SELECTED TEXT.
----------------

This lesson on the civil rights movement comes at a period in contemporary America where the spotlight is once again on racial equality and racial discrimination. Issues such as racial profiling, voting rights and hate crimes serve as a grim reminder that the past occasionally repeats itself. Let's take a closer look at the civil rights movement of the 1950s, and the struggle that African Americans endured in order to end racial discrimination and achieve a greater equality.
The civil rights movement within the United States dates back to the 18th century. The movement went through various periods of inertia and repackaging throughout the 19th and early 20th centuries, but then a major revitalization occurred between the years of 1938 and 1943. The catalyst for the rejuvenation of the civil rights movement was the Second World War.
Simply put, the war exposed the plight of African Americans in the United States as no better than the tactics used by that of Adolf Hitler. Think of a fishbowl; the United States was the figurative fish and the world was watching its every move. At that point, the United States realized it could not continue a practice of gross inequality and discrimination.

----------------

DATA EXTRACT.

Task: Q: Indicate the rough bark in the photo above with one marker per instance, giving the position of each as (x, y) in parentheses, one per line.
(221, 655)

----------------

Pick up the lesson on the civil rights movement after its last sentence and keep writing it. The data is unrelated to the lesson on the civil rights movement.

Now, you must remember that this was still the Jim Crow Era, which was a period where blacks were segregated from whites under the concept of 'separate, but equal.' Therefore, many American leaders had to tread carefully to prevent causing social and political backlash from white Southerners. Branch Rickey, owner of the Brooklyn Dodgers, successfully introduced Jackie Robinson, the first black baseball player, into Major League Baseball in 1947. Faced with a difficult political battle, President Harry Truman successfully desegregated the armed services in 1948.
Yet the largest accomplishment, and maybe most significant in terms of jump starting the civil rights movement, was the Supreme Court decision in Sweatt v. Painter, 1950. The ruling nullified the notion of 'separate, but equal' when the Court ordered the University of Texas to admit a black law student into an all-white law school.
Unfortunately, as you will see, the Sweatt v. Painter decision does not receive the same attention as future landmark civil rights cases. This is largely due to the issue being regional in nature as compared to national. Nonetheless, the civil rights movement was full steam ahead.
The 1950s opened with President Dwight Eisenhower's appointment of pro-civil rights advocate Earl Warren as Chief Justice of the United States Supreme Court, as well as a massive bus boycott in Baton Rouge, Louisiana, both in 1953. Why are these two issues important? Because the Warren Court became synonymous with the civil rights movement as you will see, and the bus boycott in Louisiana set the precedent for future non-violent protest while being the first bus boycott in civil rights history.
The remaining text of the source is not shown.